§ Supplied data:
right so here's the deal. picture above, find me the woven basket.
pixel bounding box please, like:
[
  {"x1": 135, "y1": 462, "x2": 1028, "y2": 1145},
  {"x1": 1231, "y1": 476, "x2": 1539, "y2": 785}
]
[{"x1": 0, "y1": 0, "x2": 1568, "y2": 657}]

§ Aim of the exercise: The complete listing, transcribed exactly, is the expected answer.

§ Response to this exercise:
right so here's the deal. picture above, find me the woven basket.
pixel bounding box please, like:
[
  {"x1": 135, "y1": 462, "x2": 1028, "y2": 1145},
  {"x1": 1231, "y1": 476, "x2": 1539, "y2": 785}
]
[{"x1": 0, "y1": 0, "x2": 1568, "y2": 657}]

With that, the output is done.